──────── Stored data ────────

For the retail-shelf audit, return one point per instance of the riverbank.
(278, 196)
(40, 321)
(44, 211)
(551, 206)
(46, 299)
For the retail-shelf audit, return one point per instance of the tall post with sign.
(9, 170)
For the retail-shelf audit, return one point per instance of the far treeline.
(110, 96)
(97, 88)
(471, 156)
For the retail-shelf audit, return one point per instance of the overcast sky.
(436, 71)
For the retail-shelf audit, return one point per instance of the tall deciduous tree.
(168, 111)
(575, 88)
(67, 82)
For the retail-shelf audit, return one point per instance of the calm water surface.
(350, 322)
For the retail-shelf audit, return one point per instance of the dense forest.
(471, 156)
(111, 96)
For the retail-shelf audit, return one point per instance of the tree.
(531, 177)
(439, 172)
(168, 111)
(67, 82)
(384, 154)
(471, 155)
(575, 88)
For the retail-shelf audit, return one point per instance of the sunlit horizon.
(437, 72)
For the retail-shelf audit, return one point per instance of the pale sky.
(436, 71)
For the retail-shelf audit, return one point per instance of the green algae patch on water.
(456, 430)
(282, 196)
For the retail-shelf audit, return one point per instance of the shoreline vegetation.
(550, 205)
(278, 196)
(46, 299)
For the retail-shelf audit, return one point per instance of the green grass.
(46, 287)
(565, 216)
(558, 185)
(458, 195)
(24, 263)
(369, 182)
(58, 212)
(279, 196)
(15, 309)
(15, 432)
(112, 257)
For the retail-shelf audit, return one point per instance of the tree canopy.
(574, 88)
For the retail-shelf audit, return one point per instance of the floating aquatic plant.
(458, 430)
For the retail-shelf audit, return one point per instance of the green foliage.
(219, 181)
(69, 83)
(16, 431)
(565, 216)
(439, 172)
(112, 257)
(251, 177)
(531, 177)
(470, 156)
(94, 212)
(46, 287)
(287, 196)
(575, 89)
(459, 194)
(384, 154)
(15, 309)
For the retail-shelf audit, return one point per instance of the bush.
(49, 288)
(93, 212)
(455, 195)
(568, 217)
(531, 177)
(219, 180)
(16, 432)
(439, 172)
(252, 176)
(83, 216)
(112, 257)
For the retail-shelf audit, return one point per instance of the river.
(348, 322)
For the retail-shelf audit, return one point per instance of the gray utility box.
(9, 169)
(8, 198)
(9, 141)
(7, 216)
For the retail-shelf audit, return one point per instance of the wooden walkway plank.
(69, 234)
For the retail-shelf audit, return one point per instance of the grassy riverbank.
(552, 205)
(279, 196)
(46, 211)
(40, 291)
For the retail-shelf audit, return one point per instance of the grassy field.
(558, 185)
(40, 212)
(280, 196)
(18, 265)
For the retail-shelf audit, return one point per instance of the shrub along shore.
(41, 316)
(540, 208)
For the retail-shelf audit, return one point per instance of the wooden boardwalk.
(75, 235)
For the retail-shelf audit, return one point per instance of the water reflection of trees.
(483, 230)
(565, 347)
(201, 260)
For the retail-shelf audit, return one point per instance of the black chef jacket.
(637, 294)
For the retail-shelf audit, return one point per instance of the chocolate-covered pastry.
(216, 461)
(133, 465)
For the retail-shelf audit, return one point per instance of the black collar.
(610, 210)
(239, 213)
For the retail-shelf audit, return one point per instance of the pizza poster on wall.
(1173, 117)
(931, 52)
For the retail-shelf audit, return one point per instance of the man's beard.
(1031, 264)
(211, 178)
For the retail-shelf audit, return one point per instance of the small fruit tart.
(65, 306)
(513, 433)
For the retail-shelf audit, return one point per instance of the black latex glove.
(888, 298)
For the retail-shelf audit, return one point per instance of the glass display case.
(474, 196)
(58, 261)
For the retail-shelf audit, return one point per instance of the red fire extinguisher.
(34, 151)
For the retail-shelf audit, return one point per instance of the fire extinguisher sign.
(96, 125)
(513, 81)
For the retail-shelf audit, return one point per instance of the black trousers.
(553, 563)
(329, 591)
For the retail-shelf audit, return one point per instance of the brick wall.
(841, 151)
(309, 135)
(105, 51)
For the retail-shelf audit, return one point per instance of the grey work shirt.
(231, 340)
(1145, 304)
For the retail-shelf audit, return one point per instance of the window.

────────

From the line containing "red fire extinguisher." down to the last line, reproduce the records exactly. Include both ends.

For the retail-shelf audit, return one point per instance of the red fire extinguisher.
(34, 151)
For the retail-shelf audit, return one point per instance of the fire extinguisher sign.
(96, 125)
(513, 81)
For the retail-shelf audit, return one point per instance of the black trousers.
(553, 563)
(329, 591)
For the retail-shelf audit, return one point per instance of the brick wall.
(841, 151)
(309, 135)
(105, 51)
For the retail-shelf audit, return one point per instance of the grey work shirt.
(231, 340)
(1145, 304)
For the retail-shelf audit, return one point per instance of the window.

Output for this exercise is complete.